Set task A: Return each line of the records that contains the word "distant", treating uppercase and lowercase letters as distinct.

Passage shown:
-----

In the financial statements for the year ended 31 December 2019 the amount of AR$1,710,824,255.51 is recorded in the Statement of Income as fees payable to the Board of Directors. The proposed remuneration, as in previous years, does not exceed the limits established under section 261 of Law 19550 and the rules of the CNV.
During the fiscal years 2018 and 2019, all directors perform technical and administrative functions, except Messrs. Alejandro Eduardo Fargosi, Martín Estanislao Gorosito and Juan Martín Monge Varela.
The members of the Audit Committee are not paid any additional fees apart from those they are paid as directors.
No member of the Board is employed by the Bank.
As evidenced by the pay sheet of directors’ remunerations published in the AIF, the computable profit for the fiscal year ended 31 December 2019 totals AR$ 34,350,644,674.79.
As evidenced by the Minutes of the General and Special Shareholders’ Meeting, as published in the AIF, the global amounts approved for the fiscal years 2016, 2017 and 2018 were AR$ 273,402,491.85, AR$ 393,452,078 and AR$ 659,862,001, respectively.
Please be advised that the amount of AR$ 31,612,734.51 is for fees to the directors of Banco del Tucumán S.A., a company merged into and absorbed by Banco Macro S.A. during the year 2019.
f. (Item 7) “Evaluate the remunerations of the members of the Supervisory Committee for the fiscal year ended December 31st 2019.” As to the proposal regarding the remunerations of the members of the Supervisory Committee, please provide a breakdown of such proposed amount; a breakdown of such proposed amount by member of the Supervisory Committee and of any advance payment by member during the year 2019. In addition, please confirm whether the amounts paid as remuneration to the Supervisory Committee during the fiscal years 2016, 2017 and 2018 were AR$ 1,224,556.20; AR$ 1,305,540 and AR$1,305,540, respectively.
The amount proposed to be paid as fees to the members of the Supervisory Committee totals AR$ 2,851,338, and includes the amount of AR$ 942,363 for fees to the syndics of Banco del Tucumán S.A., a company merged into and absorbed by Banco Macro S.A. during the year 2019.

-----

[Records in a dataset]
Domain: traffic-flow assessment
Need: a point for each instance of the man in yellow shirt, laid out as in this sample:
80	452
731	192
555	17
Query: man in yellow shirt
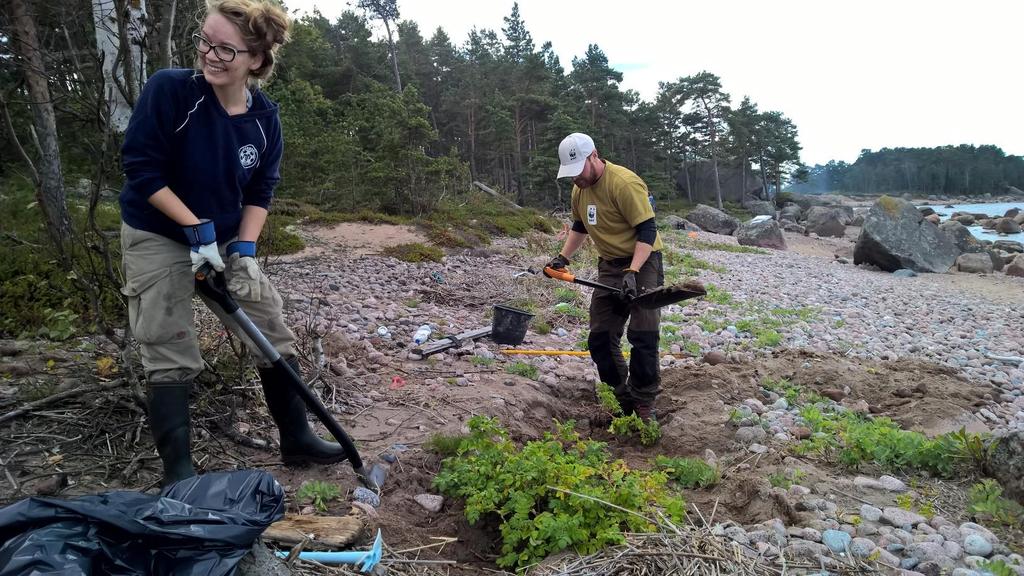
610	205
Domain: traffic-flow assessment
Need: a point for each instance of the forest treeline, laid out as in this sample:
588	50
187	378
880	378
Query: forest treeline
392	123
947	170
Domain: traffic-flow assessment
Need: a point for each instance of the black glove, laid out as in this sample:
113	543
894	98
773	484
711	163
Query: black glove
558	262
629	290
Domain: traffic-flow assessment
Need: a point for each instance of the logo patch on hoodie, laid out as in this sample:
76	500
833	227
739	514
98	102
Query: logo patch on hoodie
248	156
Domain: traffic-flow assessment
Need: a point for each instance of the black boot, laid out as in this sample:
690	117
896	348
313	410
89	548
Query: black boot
171	428
299	445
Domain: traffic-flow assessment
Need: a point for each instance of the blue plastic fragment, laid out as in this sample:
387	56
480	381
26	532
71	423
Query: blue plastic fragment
368	559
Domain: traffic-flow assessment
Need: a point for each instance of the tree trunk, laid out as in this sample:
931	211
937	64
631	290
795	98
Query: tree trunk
120	27
165	33
394	56
49	187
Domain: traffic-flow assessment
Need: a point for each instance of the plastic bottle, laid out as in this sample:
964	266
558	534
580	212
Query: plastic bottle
422	334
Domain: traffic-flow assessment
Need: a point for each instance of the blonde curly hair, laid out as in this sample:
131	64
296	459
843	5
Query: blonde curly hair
264	27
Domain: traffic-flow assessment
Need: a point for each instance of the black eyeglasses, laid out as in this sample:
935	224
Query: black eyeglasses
225	53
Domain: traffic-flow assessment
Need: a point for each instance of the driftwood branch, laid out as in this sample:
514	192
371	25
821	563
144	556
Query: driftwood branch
495	193
29	407
17	144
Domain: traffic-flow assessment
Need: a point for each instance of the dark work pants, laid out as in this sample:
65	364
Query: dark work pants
637	382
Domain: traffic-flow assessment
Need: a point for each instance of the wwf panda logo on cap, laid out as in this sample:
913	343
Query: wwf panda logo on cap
572	154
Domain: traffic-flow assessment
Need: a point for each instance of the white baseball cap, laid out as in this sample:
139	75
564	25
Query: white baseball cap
572	154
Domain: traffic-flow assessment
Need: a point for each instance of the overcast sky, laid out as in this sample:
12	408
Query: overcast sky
852	75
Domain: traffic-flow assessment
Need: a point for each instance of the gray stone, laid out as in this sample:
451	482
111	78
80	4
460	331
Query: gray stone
713	219
366	496
737	534
900	518
976	544
894	237
892	484
430	502
765	234
975	263
861	547
802	549
751	435
869	512
962	237
1007	462
824	221
836	540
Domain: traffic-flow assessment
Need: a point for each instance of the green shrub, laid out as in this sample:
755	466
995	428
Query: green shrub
516	486
318	493
415	252
689	472
523	369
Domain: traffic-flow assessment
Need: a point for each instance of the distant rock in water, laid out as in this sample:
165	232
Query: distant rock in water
764	234
713	219
895	236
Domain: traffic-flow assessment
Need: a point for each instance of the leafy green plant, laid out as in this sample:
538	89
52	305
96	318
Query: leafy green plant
648	432
57	325
480	361
689	472
551	494
996	568
318	493
785	479
444	444
565	294
606	398
985	499
415	252
523	369
717	295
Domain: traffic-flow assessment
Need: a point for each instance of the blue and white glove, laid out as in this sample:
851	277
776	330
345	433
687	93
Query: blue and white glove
244	275
203	238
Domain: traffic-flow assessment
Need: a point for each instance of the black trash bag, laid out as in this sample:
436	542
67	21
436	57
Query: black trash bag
202	526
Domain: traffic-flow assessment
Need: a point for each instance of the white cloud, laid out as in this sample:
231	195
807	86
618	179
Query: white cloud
850	74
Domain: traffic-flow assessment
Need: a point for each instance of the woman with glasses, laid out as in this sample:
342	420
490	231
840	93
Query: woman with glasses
201	158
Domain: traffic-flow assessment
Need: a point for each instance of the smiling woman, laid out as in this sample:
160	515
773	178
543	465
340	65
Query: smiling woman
201	159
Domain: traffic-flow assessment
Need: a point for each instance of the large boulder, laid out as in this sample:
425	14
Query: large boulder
895	236
1016	268
677	222
824	221
713	219
791	212
1009	246
1007	225
962	237
1007	463
764	234
975	262
760	207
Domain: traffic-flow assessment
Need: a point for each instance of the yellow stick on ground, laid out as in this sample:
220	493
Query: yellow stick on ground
546	352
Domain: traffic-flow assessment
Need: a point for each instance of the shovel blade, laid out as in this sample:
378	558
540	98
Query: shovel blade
669	295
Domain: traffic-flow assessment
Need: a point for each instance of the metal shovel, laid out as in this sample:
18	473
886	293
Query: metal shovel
652	299
212	285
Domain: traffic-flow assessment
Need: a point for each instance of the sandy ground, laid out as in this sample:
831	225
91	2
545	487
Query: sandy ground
356	239
993	287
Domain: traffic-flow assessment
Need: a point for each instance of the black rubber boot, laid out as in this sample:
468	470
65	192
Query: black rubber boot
171	428
299	446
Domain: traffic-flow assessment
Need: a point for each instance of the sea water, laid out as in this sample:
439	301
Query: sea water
995	209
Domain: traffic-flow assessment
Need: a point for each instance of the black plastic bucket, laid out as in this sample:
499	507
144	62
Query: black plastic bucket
509	325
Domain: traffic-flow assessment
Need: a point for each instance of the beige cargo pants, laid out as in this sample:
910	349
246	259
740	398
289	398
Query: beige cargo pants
160	287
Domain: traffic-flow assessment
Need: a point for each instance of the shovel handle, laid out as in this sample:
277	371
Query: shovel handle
559	274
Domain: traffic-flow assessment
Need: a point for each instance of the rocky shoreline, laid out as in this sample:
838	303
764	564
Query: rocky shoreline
854	311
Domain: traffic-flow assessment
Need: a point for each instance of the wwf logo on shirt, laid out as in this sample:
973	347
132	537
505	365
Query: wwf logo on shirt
248	156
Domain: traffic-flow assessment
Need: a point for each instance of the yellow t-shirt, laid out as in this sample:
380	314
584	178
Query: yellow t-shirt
610	210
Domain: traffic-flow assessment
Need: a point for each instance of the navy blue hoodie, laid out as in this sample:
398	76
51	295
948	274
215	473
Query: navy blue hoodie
181	137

-----

Set task B: Continue the passage on the remuneration of the Board of Directors and the Supervisory Committee, picking up after its final sentence.

Final result A:
Need: a point for each instance of the distant rock in water, laid out as in this sample:
Query: distant rock in water

Final result B:
As to the breakdown of the amount to be paid to each member of the Supervisory Committee during the year 2019, we shall comply in due time with all the provisions set forth in section 75 of Decree No. 1023/2013, as provided under the Interpretation Criterion No. 45 of the CNV. As to the amount paid to each syndic during the year 2018, we complied with all the provisions of the above mentioned rules in due time and manner.
As evidenced by the Minutes of the Shareholders’ Meeting published in the AIF, the amounts approved for the years 2016, 2017 and 2018 were AR$ 1,224,556.20, AR$ 1,305,540 and AR$ 1,305,540, respectively.
g. (Item 8) “Evaluate the remuneration of the independent auditor for the fiscal year ended December 31st 2019”. Please provide the proposal of the remuneration to be paid to the independent auditor for the audit of the financial statements of the year 2019, indicating whether there were any changes in tasks as compared with those performed for the immediately preceding financial statements. If there is a considerable increase, please provide an explanation for such increase. Additionally, please confirm whether the amount approved for the year 2018 was AR$ 24,716,000.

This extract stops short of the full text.